— Work to complete —
[1] In the Bolivia article, what gave Evo Morales grounds to claim victory in the presidential election? Answer in one to three sentences.
[2] Please copy the Bolivia article word for word from "Barring mishap, Evo" up to and including "the presidential candidate.".

— Text —
start
PURITAN NEWS WEEKLY

www.puritans.net/news/

12/21/05

 

 

BOLIVIA: THE THEOLOGY OF INCULTURATION AND THE NEW PRESIDENT

 

By J. Parnell McCarter

 

Rome plays a shrewd game of Hegelian politics, maintaining a significant presence in both leftist and rightist political camps.  The common denominator is that the political agendas of both left and right are diverting men and nations from true Biblical Reformation.  At the current time, Rome’s leftist branch is enjoying some remarkable success in South America.  Bolivia is the latest example.

 

The news from Bolivia runs as follows:

 

Leftist claims victory in Bolivia

 

A leftist candidate from one of Bolivia's Indian peoples who wants to legalise coca-growing has claimed victory in the presidential election.

 

"We have won," Evo Morales told thousands of cheering supporters as some exit polls suggested he had passed the 50% barrier for outright victory…

Bolivia, South America's poorest state, has had five presidents in four years…

Mr Morales, a former coca leaf-grower and union leader, described himself on election day as "the candidate of those despised in Bolivian history, the candidate of the most disdained, discriminated against". ..

Mr Morales, an admirer of Fidel Castro, said on Sunday that he wanted ties with the US but "not a relationship of submission".

 

 

 

(from http://news.bbc.co.uk/2/hi/americas/4539454.stm )

 

 

Morales’ party replaces the rule of generally corrupt rightist political parties.  And who lies behind Morales, mentoring him in the art of leftist politics?  The article excerpted below reveals the answer:

 

 

Coca farmer turned saviour of the left promises wind of change in Bolivia

Barring mishap, Evo Morales could soon become Latin America's first wholly indigenous leader

Dan Glaister in La Paz
Thursday December 8, 2005
The Guardian

 

High up on the Bolivian altiplano near Lake Titicaca, an Aymara priest holds a green plastic lighter to a carved wooden cup containing strips of paper. Despite the fierce gusts of the early morning wind, the paper catches and smoke billows forth. The priest, dressed in traditional, brightly coloured robes, holds the smoking vessel before the presidential candidate.

"We have lost perhaps 500 years," says the priest. "Mother moon, mother earth, we ask you in this place to support us." The candidate, smoke blowing in his face, looks deferential…

Barring mishaps, Evo Morales, a former coca farmer and union chief turned leader of the Movement to Socialism (MAS), seems certain to win the biggest share of the vote. It is a prospect that has the US scrambling to label him a narco-terrorist and pawn of Cuba's Fidel Castro and Venezuela's Hugo Chávez. For many on the left, Mr Morales is the poster boy of anti-globalisation, an iconic figure who will chart an independent course for Bolivia, setting an example to others…

 

The Aymara ceremony is repeated two hours later at the sacred archaeological site of Tiahuanaco. The priest gives a short speech in Aymara, which despite being an ancient indigenous language contains some words familiar to the foreign observer - "election", "Evo Morales", "Hugo Chávez", and "Che Guevara". The ceremony ends with trinkets being set on fire as an offering to the Earth. The trinkets are topped by two llama foetuses on skewers. The priest offers the congregation and the eager media coca leaves to chew.
end
— Dataset extract —
start
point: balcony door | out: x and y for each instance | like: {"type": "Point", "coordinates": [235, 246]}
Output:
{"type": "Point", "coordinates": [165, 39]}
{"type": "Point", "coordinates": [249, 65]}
end
— Final answers —
[1] Some exit polls suggested that he had passed the 50% barrier needed for outright victory.

[2]
Barring mishap, Evo Morales could soon become Latin America's first wholly indigenous leader

Dan Glaister in La Paz
Thursday December 8, 2005
The Guardian

 

High up on the Bolivian altiplano near Lake Titicaca, an Aymara priest holds a green plastic lighter to a carved wooden cup containing strips of paper. Despite the fierce gusts of the early morning wind, the paper catches and smoke billows forth. The priest, dressed in traditional, brightly coloured robes, holds the smoking vessel before the presidential candidate.